According to Karl Auker, assistant general manager for the VR microprocessor at NEC Electronics, the company is aiming at four major applications markets: networking, office automation and imaging, consumer applications, and the Internet appliance.

Both based on the MIPS architecture, NEC's VR4100 part is aimed at low-power mobile applications; the VR5432 features added instructions for image manipulation.

“Over the past couple of years, the changes in the marketplace have caused us to become more focused,” said Auker. “Namely, our main focus is towards the digital community and the Internet appliance.”He added that this requires better allocation of company resources.

“We are working a lot more with people outside NEC partnerships,” Auker said. “These include people who are making specialized controllers or ASICs for specific market segments like set-top boxes or video decoding.” The primary objective is to get NEC's microprocessor designed onto a reference platform, where a potential customer can see it put through its paces.

Intel's quiet play
When Intel purchased the StrongARM processor line from Digital Semiconductor, many in the industry weren't sure whether that chip would become, for all intents and purposes, “homeless.”

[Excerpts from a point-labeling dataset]
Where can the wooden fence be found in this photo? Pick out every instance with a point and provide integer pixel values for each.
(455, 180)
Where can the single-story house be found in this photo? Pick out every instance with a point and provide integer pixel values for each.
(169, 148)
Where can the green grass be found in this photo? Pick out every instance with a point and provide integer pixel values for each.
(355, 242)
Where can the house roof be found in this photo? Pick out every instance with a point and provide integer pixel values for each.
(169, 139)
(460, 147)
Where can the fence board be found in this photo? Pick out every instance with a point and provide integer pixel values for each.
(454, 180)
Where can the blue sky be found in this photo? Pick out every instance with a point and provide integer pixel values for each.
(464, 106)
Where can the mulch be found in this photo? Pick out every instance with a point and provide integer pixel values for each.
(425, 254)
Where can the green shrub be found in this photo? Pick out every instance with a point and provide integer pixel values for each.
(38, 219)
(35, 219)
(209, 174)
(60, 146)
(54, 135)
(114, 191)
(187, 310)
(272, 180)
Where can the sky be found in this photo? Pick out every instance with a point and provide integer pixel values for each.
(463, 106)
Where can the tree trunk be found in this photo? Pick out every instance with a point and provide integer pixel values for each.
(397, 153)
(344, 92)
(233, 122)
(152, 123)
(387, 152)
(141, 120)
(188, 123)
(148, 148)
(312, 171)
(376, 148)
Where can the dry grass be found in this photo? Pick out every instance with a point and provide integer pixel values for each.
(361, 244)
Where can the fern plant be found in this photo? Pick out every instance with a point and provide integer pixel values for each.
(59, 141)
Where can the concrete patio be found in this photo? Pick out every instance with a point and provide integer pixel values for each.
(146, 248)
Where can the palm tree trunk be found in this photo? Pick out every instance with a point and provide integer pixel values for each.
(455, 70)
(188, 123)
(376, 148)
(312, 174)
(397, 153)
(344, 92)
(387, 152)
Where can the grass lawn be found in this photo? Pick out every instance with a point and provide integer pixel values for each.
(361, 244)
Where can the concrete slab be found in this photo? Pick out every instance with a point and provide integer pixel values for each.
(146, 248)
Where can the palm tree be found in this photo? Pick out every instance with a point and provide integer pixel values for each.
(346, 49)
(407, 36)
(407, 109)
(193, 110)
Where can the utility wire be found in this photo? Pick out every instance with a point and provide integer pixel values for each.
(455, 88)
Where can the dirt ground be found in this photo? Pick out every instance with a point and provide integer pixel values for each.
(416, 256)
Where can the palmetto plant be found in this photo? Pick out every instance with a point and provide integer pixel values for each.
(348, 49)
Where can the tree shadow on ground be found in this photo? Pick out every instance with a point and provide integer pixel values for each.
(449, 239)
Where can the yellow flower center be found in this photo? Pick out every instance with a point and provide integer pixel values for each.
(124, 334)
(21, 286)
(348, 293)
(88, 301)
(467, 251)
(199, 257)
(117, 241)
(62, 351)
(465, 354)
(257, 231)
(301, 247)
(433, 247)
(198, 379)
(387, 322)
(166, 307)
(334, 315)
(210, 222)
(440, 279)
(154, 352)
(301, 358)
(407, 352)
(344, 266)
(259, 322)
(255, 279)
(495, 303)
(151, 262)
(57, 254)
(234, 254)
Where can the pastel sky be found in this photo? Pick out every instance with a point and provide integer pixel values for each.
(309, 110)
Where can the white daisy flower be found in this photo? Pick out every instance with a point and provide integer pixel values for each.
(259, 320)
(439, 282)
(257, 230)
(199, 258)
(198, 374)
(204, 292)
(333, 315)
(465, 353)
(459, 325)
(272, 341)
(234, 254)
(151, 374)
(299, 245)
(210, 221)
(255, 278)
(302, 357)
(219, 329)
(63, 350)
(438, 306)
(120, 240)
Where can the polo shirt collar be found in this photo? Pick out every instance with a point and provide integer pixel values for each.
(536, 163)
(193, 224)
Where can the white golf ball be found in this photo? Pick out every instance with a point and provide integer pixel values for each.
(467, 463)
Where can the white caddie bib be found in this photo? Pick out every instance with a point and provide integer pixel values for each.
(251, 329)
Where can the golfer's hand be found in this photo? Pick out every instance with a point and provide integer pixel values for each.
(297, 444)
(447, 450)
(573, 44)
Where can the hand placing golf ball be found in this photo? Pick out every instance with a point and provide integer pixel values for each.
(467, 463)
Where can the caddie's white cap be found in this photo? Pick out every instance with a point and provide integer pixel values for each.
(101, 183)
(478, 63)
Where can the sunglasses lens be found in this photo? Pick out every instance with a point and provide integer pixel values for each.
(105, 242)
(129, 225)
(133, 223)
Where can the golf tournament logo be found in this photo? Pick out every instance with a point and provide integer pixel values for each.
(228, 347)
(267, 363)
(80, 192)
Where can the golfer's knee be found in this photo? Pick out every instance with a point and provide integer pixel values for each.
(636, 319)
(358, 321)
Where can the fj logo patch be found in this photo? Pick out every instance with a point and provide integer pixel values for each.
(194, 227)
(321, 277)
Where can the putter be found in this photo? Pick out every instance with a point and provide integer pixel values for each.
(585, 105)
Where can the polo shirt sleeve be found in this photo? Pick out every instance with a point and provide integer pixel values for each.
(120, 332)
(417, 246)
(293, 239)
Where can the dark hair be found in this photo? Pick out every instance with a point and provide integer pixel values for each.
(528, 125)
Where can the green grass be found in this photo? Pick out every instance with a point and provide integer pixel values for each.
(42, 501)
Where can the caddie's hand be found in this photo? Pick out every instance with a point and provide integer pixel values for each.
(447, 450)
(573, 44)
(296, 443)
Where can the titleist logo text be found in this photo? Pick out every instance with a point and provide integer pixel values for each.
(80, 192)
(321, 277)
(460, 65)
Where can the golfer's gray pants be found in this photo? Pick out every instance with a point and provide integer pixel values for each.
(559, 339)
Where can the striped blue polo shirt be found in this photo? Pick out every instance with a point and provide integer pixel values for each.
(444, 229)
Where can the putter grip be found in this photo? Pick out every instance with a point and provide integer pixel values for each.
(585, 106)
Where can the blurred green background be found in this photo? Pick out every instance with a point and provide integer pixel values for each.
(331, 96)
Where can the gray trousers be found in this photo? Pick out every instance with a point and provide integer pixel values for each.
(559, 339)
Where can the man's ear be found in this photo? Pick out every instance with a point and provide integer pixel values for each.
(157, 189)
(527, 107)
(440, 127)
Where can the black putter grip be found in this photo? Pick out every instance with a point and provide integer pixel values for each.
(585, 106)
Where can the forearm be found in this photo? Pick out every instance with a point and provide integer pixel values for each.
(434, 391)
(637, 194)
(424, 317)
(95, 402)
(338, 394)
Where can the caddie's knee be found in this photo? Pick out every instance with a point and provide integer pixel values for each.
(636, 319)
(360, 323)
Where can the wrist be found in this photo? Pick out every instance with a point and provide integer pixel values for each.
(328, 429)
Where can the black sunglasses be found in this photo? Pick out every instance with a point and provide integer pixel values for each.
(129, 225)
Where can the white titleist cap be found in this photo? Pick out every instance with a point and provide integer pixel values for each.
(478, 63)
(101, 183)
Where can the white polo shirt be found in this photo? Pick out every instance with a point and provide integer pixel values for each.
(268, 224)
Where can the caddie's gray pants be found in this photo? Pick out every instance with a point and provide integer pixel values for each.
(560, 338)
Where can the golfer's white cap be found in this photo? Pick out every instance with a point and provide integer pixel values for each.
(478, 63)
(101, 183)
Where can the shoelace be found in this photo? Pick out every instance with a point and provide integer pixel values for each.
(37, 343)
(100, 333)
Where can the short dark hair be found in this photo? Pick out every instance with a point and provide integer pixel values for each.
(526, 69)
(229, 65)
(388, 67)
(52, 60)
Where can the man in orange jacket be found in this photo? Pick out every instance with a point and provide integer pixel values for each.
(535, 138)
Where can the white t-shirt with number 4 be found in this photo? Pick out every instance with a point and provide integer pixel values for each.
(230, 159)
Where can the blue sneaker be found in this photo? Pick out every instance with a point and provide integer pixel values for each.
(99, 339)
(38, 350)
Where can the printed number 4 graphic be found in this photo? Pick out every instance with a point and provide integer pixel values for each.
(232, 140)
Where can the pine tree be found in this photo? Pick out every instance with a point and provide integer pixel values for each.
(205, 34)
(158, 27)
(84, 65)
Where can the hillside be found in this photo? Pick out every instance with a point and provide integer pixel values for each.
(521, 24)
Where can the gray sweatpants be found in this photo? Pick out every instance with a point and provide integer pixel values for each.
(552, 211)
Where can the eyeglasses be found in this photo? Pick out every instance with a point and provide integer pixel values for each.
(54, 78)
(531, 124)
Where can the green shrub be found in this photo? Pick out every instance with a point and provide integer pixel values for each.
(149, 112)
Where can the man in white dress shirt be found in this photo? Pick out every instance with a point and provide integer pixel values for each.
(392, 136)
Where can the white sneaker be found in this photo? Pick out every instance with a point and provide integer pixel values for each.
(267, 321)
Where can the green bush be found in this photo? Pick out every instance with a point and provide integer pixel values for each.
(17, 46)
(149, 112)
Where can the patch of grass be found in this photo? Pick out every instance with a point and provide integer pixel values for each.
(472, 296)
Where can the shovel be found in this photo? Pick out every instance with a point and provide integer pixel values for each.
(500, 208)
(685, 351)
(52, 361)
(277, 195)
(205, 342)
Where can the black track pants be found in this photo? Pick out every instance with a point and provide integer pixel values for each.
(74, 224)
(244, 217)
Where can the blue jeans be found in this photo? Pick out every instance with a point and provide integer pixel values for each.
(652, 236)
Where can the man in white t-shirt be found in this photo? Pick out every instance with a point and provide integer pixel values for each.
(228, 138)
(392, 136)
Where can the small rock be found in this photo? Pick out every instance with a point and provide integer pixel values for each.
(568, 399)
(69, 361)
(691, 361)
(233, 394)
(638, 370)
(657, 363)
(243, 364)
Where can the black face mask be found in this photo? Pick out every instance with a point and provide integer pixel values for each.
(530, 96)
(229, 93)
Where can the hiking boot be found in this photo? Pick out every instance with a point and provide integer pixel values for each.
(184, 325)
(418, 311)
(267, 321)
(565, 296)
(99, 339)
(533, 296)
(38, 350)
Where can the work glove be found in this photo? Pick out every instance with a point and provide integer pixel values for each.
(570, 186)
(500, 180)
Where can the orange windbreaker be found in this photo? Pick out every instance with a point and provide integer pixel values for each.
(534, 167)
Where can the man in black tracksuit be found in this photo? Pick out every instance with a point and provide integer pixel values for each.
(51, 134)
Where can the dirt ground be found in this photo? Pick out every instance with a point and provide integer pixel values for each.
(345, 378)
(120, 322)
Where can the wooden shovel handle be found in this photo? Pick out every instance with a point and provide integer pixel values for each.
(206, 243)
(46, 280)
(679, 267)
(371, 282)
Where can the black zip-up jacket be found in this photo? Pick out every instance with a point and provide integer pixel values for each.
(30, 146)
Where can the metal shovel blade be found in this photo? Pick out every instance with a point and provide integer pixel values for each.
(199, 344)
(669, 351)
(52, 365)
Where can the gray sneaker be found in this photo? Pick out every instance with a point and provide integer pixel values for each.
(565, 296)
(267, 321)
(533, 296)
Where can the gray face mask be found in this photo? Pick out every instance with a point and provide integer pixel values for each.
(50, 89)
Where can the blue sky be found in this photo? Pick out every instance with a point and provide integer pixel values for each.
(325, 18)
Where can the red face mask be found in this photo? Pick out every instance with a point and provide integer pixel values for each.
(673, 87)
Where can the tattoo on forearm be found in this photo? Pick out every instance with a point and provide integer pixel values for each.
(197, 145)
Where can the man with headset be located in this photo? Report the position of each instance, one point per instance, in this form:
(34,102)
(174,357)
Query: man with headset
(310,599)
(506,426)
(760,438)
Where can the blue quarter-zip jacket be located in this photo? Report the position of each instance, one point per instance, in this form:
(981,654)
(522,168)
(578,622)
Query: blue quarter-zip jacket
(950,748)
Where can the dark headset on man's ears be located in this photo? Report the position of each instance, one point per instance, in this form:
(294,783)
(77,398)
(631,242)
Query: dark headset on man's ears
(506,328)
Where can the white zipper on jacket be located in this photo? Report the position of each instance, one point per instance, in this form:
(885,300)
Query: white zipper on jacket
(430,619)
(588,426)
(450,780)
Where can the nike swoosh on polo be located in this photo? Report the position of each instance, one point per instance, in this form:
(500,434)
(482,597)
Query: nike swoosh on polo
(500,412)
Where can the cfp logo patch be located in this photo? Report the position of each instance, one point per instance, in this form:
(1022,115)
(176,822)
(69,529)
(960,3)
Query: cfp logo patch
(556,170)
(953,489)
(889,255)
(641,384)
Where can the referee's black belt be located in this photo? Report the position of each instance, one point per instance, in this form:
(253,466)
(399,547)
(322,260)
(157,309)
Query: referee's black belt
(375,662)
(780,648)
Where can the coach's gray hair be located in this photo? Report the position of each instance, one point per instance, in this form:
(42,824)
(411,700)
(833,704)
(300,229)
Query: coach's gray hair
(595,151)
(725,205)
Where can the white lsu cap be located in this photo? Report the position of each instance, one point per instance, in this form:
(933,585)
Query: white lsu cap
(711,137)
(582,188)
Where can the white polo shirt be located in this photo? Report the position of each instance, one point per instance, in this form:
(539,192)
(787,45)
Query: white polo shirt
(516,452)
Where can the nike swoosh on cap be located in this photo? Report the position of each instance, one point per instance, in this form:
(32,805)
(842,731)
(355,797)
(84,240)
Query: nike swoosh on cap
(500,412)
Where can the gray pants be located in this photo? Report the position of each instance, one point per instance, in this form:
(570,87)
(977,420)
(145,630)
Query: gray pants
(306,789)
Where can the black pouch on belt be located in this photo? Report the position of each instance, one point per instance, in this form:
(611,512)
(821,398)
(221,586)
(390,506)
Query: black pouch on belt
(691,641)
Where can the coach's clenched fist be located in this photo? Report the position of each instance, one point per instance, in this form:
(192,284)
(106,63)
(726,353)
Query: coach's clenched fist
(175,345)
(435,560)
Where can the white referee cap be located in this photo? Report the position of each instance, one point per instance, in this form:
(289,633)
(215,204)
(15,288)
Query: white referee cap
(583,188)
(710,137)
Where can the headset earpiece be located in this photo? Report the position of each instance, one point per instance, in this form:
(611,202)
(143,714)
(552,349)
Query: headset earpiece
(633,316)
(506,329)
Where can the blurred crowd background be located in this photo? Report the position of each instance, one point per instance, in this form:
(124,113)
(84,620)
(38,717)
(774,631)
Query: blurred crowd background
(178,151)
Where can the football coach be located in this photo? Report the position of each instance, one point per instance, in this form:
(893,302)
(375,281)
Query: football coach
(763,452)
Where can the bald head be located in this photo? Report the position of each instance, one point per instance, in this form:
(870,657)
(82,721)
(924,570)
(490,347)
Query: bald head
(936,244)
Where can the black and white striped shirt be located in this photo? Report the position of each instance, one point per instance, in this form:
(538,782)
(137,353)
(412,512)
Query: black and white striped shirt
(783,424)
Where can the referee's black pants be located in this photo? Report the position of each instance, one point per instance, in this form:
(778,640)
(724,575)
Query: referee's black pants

**YOUR OBJECTIVE**: Print the stretch of the NEC microprocessor passage from "Both based on" through "of company resources.".

**RESPONSE BELOW**:
Both based on the MIPS architecture, NEC's VR4100 part is aimed at low-power mobile applications; the VR5432 features added instructions for image manipulation.

“Over the past couple of years, the changes in the marketplace have caused us to become more focused,” said Auker. “Namely, our main focus is towards the digital community and the Internet appliance.”He added that this requires better allocation of company resources.